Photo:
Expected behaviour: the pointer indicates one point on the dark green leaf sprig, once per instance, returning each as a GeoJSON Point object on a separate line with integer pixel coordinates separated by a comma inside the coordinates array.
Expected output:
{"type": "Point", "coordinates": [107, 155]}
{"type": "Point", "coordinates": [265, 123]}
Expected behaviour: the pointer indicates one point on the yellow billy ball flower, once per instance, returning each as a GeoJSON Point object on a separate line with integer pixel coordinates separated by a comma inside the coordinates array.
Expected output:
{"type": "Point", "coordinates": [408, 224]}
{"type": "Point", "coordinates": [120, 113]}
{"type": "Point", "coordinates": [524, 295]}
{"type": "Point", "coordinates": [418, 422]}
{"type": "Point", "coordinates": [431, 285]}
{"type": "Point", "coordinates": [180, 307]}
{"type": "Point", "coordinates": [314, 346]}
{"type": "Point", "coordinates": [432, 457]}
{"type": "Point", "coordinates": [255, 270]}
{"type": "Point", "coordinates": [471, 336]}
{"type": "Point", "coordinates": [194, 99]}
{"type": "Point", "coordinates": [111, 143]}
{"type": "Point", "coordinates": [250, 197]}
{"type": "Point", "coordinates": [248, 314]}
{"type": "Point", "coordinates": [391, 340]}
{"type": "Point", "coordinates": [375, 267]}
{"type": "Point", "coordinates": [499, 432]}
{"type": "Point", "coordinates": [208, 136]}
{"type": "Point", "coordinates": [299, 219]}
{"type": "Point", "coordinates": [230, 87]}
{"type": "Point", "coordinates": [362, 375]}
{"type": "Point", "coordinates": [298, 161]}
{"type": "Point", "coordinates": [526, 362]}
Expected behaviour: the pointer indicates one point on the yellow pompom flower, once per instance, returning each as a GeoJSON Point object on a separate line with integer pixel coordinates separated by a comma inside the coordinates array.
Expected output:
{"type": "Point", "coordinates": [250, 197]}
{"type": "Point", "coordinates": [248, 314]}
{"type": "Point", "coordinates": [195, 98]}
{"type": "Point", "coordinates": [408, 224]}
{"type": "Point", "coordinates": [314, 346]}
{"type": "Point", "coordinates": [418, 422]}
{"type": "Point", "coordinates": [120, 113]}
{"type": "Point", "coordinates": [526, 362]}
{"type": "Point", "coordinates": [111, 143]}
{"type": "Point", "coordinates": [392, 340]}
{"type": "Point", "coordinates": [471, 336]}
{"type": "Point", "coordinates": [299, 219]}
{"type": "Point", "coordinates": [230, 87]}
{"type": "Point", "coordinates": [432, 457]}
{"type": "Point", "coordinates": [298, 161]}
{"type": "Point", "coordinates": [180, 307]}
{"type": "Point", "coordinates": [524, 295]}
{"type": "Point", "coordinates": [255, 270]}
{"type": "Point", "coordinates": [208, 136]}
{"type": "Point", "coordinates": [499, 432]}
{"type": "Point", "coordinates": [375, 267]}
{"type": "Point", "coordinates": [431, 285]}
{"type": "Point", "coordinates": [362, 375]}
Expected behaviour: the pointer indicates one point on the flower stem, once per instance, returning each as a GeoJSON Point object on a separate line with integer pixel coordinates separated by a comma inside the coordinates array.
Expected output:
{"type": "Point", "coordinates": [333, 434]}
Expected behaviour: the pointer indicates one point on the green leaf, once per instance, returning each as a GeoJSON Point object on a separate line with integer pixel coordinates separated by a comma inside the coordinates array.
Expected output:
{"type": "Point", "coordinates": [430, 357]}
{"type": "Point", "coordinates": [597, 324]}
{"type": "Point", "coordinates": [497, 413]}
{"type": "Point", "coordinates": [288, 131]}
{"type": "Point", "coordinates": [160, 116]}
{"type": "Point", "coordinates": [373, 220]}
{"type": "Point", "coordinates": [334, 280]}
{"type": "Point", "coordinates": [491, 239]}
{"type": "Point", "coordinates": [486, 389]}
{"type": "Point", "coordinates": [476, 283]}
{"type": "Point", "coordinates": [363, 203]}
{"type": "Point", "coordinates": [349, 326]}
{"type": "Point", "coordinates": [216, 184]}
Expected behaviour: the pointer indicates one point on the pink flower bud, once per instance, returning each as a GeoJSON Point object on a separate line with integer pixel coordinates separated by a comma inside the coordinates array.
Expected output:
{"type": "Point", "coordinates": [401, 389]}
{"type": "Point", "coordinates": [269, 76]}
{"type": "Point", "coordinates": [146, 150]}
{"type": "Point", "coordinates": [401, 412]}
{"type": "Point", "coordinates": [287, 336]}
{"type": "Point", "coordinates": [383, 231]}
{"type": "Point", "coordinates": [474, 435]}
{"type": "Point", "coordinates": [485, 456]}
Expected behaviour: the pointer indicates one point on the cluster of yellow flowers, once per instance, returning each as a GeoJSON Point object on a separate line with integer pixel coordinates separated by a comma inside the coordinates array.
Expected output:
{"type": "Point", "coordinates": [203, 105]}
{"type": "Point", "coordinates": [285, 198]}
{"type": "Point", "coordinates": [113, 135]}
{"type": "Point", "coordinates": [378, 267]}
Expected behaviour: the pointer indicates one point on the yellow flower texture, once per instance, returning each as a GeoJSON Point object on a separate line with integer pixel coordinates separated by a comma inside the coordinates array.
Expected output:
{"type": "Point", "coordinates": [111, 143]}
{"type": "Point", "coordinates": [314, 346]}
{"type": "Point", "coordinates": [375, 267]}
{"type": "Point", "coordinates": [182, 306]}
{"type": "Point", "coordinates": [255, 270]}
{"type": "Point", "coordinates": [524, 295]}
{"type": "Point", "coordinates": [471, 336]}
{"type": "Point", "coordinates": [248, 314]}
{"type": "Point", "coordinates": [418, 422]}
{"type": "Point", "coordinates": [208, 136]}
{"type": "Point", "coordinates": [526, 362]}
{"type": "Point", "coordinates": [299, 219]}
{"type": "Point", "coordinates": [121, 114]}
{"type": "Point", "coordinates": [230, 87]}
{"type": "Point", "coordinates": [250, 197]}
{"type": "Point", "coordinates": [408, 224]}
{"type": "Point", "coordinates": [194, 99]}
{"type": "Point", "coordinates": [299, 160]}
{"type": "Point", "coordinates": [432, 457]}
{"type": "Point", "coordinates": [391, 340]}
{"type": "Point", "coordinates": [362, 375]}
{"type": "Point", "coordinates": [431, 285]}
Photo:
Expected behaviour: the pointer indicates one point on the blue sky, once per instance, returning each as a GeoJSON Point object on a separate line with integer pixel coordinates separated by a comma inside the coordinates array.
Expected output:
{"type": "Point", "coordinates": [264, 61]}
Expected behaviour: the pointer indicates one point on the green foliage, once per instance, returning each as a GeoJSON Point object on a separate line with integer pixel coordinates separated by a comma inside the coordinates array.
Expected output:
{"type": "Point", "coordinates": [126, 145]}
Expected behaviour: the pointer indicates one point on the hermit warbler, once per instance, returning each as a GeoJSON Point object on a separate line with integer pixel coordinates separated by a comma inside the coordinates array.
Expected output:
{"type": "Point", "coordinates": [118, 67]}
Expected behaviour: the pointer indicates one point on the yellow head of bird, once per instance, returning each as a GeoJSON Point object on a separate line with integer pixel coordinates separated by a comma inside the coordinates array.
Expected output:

**Exercise aim**
Please write out, word for word, every line from the one containing "the yellow head" through the end of the rows, including both ends.

**Solution to this exercise**
Expected behaviour: the pointer indicates one point on the yellow head of bird, once per instance, returning each as a GeoJSON Point object on a separate line with integer pixel coordinates separated by a comma inside the coordinates array.
Expected output:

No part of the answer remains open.